**Directions for this task**
Could each entry be returned exactly as it appears?

▬▬▬▬▬▬▬▬▬▬

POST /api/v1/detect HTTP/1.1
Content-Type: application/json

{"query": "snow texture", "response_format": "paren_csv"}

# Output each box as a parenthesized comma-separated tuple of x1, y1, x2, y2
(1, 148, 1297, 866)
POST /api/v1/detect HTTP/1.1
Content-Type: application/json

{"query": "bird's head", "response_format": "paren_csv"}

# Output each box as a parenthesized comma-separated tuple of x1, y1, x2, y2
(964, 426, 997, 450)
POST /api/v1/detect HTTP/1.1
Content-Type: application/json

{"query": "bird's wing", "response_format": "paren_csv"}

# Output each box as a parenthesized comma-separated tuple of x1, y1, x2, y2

▬▬▬▬▬▬▬▬▬▬

**Solution to the problem**
POST /api/v1/detect HTTP/1.1
Content-Type: application/json

{"query": "snow texture", "response_format": "paren_csv"}

# Output each box as a parenthesized comma-separated tuple of x1, y1, x2, y2
(1, 148, 1297, 866)
POST /api/v1/detect HTTP/1.1
Content-Type: application/json

{"query": "bird's head", "response_format": "paren_csv"}

# Output each box as a parenthesized comma-separated tuple of x1, y1, x2, y2
(964, 426, 997, 450)
POST /api/v1/detect HTTP/1.1
Content-Type: application/json

{"query": "bird's wing", "response_format": "paren_csv"}

# Output each box as a parenthesized comma-separated tuple of x1, y1, x2, y2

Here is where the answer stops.